Recopiez mot pour mot le passage de l'article sur le tarif des courses médicales en taxi, en commençant par « Un risque de » et en terminant par « artisans taxi (SDAT05). ».

Extrait du document:

§

En janvier 2025, les prix des courses médicales des taxis pourraient bien augmenter, au point que certaines entreprises pourraient mettre la clé sous la porte. Les chauffeurs s'inquiètent pour leur chiffre d’affaires, mais aussi pour leurs clients qui ne pourront plus se rendre à leurs rendez-vous médicaux.
Il est huit heures, Stéphane Anselme attend devant chez lui qu’un taxi vienne le chercher. Comme tous les matins, cet habitant de Romette bénéficie d'une assistance remboursée par la caisse primaire d’assurance maladie (CPAM) lui permettant de se rendre à la clinique de Gap.
“Je n’ai qu’un bras”, explique le patient, son deuxième bras dans le foulard à la suite de deux opérations de l’épaule. “Et là où on est, il n’y a pas de transports en commun”, renchérit Stéphane qui a donc besoin d’un taxi “à chaque fois qu’il a rendez-vous médical”.
Sur place, il peut ainsi suivre sa séance de kinésithérapie, suivie d’un petit moment dans le centre de balnéothérapie situé au même endroit. Problème : ce petit confort pourrait bien lui être enlevé à la rentrée 2025. Au 1ᵉʳ janvier, la CPAM prévoit d’augmenter le tarif des courses médicales.
Un risque de faillite pour certaines entreprises
“On accorde à la caisse 25% de nos remises par rapport à nos tarifs qui sont fixés par le ministère de l’Économie”, explique Romain Butera, chauffeur de taxi dans les Hautes-Alpes.
"À partir de janvier, ils vont nous demander jusqu’à 40% de remise sur ces tarifs. Or la marge d’un taxi est de 30 %. Ce qui veut dire que cela entraînerait la faillite de plusieurs milliers d’entreprises en France”, renchérit le représentant du personnel, membre du syndicat départemental des artisans taxi (SDAT05).
Le département recense 130 entreprises de taxi. Pour la plupart d’entre elles, les trajets médicaux représentent 70 à 95% de leur chiffre d’affaires.
Ils sont toujours là quand on a besoin de discuter avec eux, dans les bons moments comme dans les mauvais moments. Ne plus les avoir parce que le tarif change, c’est une très mauvaise idée
Julien, patientFrance 3 Provence-Alpes
Un report des taxis vers les gares, les ports et les aéroports
“Les petites courses comme celle de Stéphane ne seront plus rentables et personne n’accepte de travailler à perte. Les taxis qui font du médical vont se rabattre sur les ports, les gares TGV, les aéroports et n’iront plus chercher les patients”, souligne Romain Butera.
L'année dernière, dans les Hautes-Alpes, les trajets médicaux en taxi ont coûté 10 millions d'euros. Afin d’opérer des économies, les organismes médicaux ont petit à petit, ces dix dernières années, décidé de concentrer les activités autour de grands pôles. Certains centres hospitaliers de campagne ont dû être fermés. En échange, la CPAM a mis en place des services de transports en taxi.

§

Données fournies:
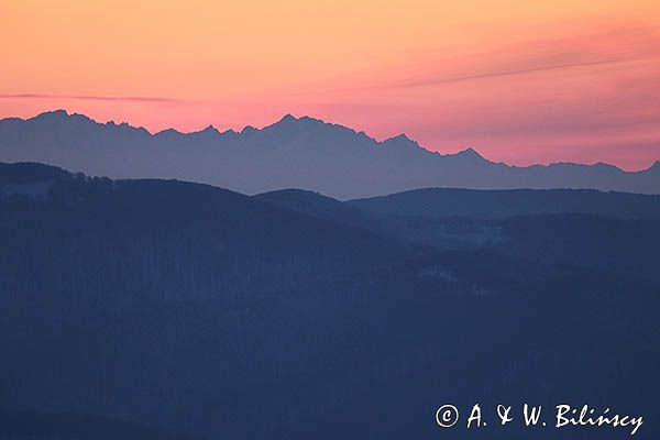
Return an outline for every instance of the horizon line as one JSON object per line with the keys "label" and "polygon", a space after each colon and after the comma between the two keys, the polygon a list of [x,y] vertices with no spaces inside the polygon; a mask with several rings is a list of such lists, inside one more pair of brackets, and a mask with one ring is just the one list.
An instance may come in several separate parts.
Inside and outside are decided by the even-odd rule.
{"label": "horizon line", "polygon": [[[0,97],[3,97],[3,96],[0,95]],[[178,133],[178,134],[182,134],[182,135],[191,135],[191,134],[202,133],[202,132],[205,132],[205,131],[207,131],[209,129],[213,130],[218,134],[234,133],[234,134],[241,135],[241,134],[243,134],[243,132],[245,132],[249,129],[256,130],[256,131],[262,131],[262,130],[265,130],[265,129],[267,129],[270,127],[274,127],[274,125],[276,125],[276,124],[278,124],[278,123],[280,123],[280,122],[283,122],[283,121],[285,121],[287,119],[293,119],[295,121],[300,121],[300,120],[308,119],[308,120],[321,122],[322,124],[326,124],[326,125],[339,127],[339,128],[342,128],[342,129],[345,129],[345,130],[350,130],[350,131],[352,131],[355,134],[363,134],[363,135],[367,136],[370,140],[374,141],[377,144],[384,144],[384,143],[386,143],[388,141],[393,141],[395,139],[404,138],[404,139],[408,140],[409,142],[414,143],[418,148],[425,150],[425,151],[427,151],[429,153],[432,153],[432,154],[438,154],[440,156],[457,156],[457,155],[461,155],[461,154],[465,154],[465,153],[473,153],[473,154],[476,154],[477,156],[480,156],[485,162],[488,162],[488,163],[495,164],[495,165],[504,165],[504,166],[512,167],[512,168],[530,168],[530,167],[537,167],[537,166],[550,167],[550,166],[553,166],[553,165],[581,165],[581,166],[598,166],[598,165],[601,165],[601,166],[614,167],[614,168],[616,168],[617,170],[619,170],[622,173],[628,173],[628,174],[630,174],[630,173],[647,172],[647,170],[653,168],[654,166],[657,166],[658,164],[660,164],[660,157],[659,157],[659,158],[653,160],[653,162],[650,165],[648,165],[647,167],[645,167],[645,168],[641,168],[641,169],[631,169],[631,170],[627,170],[627,169],[622,168],[618,165],[606,163],[606,162],[601,162],[601,161],[600,162],[594,162],[594,163],[578,163],[578,162],[558,161],[558,162],[549,162],[549,163],[546,163],[546,164],[543,164],[543,163],[532,163],[532,164],[529,164],[529,165],[509,165],[509,164],[507,164],[505,162],[494,162],[494,161],[491,161],[491,160],[484,157],[473,146],[465,146],[463,150],[460,150],[457,153],[441,153],[439,151],[433,151],[433,150],[429,150],[429,148],[425,147],[424,145],[419,144],[419,142],[415,141],[414,139],[411,139],[410,136],[408,136],[406,133],[403,133],[403,132],[399,133],[399,134],[397,134],[397,135],[394,135],[394,136],[384,139],[382,141],[378,141],[376,138],[367,134],[365,131],[356,131],[355,129],[352,129],[350,127],[346,127],[346,125],[343,125],[343,124],[340,124],[340,123],[328,122],[326,120],[322,120],[322,119],[319,119],[319,118],[315,118],[315,117],[311,117],[311,116],[308,116],[308,114],[300,116],[300,117],[295,117],[294,114],[292,114],[292,112],[286,112],[282,118],[279,118],[275,122],[266,124],[266,125],[263,125],[261,128],[256,128],[254,125],[248,124],[248,125],[244,125],[242,129],[240,129],[238,131],[234,130],[234,129],[232,129],[232,128],[227,129],[224,131],[219,131],[213,124],[209,124],[209,125],[207,125],[206,128],[204,128],[201,130],[190,131],[190,132],[179,131],[179,130],[177,130],[175,128],[167,128],[167,129],[163,129],[163,130],[158,130],[158,131],[151,131],[151,130],[146,129],[145,127],[133,125],[133,124],[131,124],[128,121],[117,122],[116,120],[110,119],[110,120],[108,120],[106,122],[101,122],[101,121],[98,121],[98,120],[96,120],[96,119],[94,119],[94,118],[91,118],[91,117],[89,117],[89,116],[87,116],[85,113],[69,112],[67,109],[64,109],[64,108],[54,109],[54,110],[45,110],[45,111],[42,111],[42,112],[40,112],[40,113],[37,113],[37,114],[33,116],[33,117],[30,117],[30,118],[4,117],[4,118],[0,118],[0,122],[6,121],[6,120],[21,120],[23,122],[26,122],[26,121],[34,120],[34,119],[36,119],[36,118],[38,118],[41,116],[50,114],[50,113],[65,113],[67,118],[76,117],[76,116],[84,117],[84,118],[86,118],[86,119],[90,120],[91,122],[94,122],[96,124],[99,124],[99,125],[108,125],[108,124],[127,125],[127,127],[129,127],[129,128],[131,128],[133,130],[145,131],[151,136],[156,136],[156,135],[158,135],[161,133],[165,133],[165,132],[175,132],[175,133]]]}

§

Résultat attendu:
Un risque de faillite pour certaines entreprises
“On accorde à la caisse 25% de nos remises par rapport à nos tarifs qui sont fixés par le ministère de l’Économie”, explique Romain Butera, chauffeur de taxi dans les Hautes-Alpes.
"À partir de janvier, ils vont nous demander jusqu’à 40% de remise sur ces tarifs. Or la marge d’un taxi est de 30 %. Ce qui veut dire que cela entraînerait la faillite de plusieurs milliers d’entreprises en France”, renchérit le représentant du personnel, membre du syndicat départemental des artisans taxi (SDAT05).